Data to process
^^^^^^^^^^^^^^^^

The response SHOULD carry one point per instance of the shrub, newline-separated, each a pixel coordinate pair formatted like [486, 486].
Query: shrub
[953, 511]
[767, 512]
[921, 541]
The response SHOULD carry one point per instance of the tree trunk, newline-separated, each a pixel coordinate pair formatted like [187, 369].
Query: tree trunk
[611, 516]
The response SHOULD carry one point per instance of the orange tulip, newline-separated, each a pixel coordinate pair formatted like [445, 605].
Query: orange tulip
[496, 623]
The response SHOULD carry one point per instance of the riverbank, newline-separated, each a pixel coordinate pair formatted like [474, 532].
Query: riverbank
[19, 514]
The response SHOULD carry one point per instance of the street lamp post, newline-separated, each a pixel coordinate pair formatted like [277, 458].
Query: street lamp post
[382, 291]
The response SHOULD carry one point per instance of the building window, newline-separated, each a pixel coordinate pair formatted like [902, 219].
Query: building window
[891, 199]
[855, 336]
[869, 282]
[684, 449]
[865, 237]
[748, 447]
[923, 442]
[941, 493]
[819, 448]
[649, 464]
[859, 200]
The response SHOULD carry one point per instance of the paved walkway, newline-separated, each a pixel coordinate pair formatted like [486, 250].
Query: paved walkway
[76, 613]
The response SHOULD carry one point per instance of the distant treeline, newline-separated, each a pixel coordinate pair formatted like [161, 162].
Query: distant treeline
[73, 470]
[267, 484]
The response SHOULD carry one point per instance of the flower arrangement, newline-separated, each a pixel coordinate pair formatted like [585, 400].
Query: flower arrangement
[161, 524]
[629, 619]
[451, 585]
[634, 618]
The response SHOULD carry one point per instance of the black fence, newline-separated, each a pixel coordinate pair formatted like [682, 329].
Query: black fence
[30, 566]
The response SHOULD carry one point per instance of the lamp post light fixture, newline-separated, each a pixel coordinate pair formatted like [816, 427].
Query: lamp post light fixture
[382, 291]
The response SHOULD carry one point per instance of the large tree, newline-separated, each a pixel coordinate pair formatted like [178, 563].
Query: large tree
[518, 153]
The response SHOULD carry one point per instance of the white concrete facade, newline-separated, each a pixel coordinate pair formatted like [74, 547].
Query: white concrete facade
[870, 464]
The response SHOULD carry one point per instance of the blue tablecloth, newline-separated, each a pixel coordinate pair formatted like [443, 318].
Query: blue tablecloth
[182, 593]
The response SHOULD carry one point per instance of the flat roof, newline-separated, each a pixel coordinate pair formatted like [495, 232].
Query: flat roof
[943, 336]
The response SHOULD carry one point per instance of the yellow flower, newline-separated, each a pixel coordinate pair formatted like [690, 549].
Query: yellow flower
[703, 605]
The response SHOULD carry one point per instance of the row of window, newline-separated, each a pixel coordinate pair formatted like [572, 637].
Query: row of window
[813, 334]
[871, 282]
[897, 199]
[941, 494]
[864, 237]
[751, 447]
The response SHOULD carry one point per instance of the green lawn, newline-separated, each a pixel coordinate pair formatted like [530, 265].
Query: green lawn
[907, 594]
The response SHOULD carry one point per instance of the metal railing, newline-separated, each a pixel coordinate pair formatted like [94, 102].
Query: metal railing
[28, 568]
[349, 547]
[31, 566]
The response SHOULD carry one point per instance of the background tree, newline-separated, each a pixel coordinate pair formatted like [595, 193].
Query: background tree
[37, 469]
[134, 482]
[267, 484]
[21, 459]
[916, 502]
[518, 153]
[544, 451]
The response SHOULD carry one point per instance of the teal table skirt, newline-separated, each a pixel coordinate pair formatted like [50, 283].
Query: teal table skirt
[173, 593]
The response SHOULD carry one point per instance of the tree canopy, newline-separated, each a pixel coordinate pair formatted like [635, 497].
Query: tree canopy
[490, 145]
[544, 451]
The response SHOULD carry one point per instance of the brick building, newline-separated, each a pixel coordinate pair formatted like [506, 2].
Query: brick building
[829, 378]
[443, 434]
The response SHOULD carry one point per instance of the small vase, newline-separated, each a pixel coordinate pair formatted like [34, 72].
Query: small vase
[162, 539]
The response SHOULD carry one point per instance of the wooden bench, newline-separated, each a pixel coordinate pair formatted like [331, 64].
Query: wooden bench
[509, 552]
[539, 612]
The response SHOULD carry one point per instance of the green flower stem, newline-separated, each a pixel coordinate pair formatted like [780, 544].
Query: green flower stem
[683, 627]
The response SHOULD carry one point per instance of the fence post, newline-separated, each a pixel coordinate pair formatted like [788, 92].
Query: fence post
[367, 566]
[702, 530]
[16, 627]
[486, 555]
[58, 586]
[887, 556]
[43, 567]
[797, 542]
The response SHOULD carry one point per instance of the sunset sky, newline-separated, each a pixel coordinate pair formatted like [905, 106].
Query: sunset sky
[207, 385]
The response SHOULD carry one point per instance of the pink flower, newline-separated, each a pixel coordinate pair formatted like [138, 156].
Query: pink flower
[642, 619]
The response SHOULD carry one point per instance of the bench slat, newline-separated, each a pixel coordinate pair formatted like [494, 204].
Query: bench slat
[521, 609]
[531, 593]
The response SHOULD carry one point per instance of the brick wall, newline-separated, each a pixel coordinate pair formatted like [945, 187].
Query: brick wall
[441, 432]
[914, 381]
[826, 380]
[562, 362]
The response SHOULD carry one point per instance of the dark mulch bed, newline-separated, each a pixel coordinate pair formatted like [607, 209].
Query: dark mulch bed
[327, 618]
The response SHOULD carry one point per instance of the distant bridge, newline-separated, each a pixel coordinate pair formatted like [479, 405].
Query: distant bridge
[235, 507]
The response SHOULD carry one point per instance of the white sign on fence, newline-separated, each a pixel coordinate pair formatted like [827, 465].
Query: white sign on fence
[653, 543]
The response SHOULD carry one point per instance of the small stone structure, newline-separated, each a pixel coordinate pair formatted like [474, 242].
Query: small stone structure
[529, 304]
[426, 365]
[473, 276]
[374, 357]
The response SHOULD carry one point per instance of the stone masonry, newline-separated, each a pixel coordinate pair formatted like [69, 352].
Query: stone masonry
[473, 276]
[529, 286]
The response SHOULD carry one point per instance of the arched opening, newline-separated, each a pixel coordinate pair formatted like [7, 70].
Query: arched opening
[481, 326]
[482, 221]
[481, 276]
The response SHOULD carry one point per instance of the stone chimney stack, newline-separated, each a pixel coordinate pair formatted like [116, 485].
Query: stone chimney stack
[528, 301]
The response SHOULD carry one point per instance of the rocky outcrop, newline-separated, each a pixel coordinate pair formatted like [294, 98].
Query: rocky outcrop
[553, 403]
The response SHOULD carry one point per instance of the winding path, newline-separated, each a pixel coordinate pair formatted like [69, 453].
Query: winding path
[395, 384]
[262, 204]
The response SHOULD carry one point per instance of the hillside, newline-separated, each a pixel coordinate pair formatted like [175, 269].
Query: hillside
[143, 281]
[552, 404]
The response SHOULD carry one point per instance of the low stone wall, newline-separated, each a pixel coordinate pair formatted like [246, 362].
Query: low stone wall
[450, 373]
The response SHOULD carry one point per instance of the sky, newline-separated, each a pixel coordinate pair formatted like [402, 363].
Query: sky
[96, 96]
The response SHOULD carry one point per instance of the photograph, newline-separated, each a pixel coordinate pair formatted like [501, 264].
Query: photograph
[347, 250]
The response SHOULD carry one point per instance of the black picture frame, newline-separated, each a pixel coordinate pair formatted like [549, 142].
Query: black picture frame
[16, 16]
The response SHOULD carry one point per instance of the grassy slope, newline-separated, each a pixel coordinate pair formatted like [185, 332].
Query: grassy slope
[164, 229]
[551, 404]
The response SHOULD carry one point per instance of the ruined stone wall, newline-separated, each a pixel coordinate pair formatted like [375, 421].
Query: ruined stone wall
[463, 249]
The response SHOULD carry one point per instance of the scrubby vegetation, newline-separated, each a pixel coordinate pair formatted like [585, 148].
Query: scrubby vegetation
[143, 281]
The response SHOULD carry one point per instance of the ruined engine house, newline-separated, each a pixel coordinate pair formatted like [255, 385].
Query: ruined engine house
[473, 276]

^^^^^^^^^^^^^^^^

Problem to solve
Every line from the one containing "like [549, 142]." through the end of the entries above must be echoed exactly, with both ends kept.

Exercise result
The response SHOULD carry one point per instance of the black picture frame, newline-separated, each a pixel coordinate pair formatted like [549, 142].
Query: black picture frame
[16, 16]
The response SHOULD carry one point per instance of the grassy slope, newline-separated, each a pixel coordinate pair formatted like [185, 332].
Query: grassy slope
[164, 229]
[551, 404]
The response SHOULD carry one point per instance of the ruined stone wall, newline-separated, each a pixel coordinate pair formatted like [375, 421].
Query: ruined stone wall
[463, 249]
The response SHOULD carry one point per instance of the scrubby vegetation, newline-separated, each a pixel coordinate pair formatted like [585, 148].
Query: scrubby vegetation
[143, 281]
The response SHOULD carry one point per instance of the ruined engine house, newline-separated, each a pixel coordinate pair formatted like [255, 385].
Query: ruined engine house
[473, 276]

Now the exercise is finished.